Problem statement |
Give, as a numbered list, the lines of the entries below, running from the line that contains "Please put a point on the tree" through the last line of the entries, inclusive. Leave out blank lines and pictures.

Information provided start

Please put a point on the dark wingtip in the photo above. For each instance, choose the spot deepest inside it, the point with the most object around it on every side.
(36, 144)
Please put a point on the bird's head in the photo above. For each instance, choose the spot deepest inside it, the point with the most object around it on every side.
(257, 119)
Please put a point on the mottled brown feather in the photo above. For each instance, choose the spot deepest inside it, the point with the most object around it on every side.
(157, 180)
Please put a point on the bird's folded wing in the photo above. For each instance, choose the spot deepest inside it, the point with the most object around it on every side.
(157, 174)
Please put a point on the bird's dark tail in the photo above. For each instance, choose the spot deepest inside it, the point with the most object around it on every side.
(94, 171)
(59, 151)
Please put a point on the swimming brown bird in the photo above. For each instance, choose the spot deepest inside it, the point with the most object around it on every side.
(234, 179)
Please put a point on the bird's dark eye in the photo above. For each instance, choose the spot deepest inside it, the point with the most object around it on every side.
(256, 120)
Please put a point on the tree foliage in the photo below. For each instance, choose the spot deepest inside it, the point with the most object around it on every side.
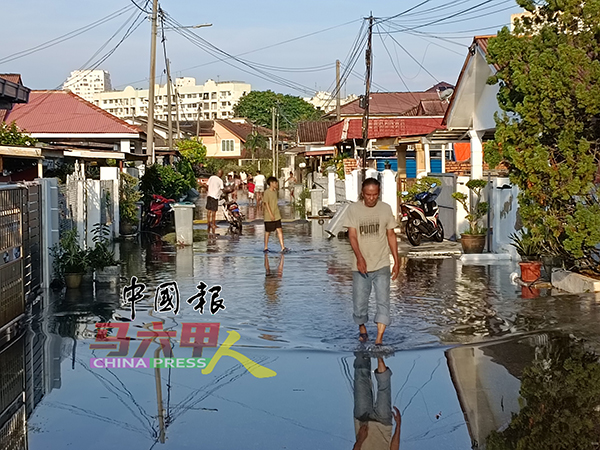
(548, 133)
(12, 135)
(193, 151)
(560, 393)
(257, 106)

Information provided end

Answer for the task |
1. Please put a point on the tree foliage in the photo below. For each instance, choose the spot deepest inside it, the point with the most object around it on every side.
2. (548, 133)
3. (12, 135)
4. (193, 151)
5. (560, 393)
6. (257, 106)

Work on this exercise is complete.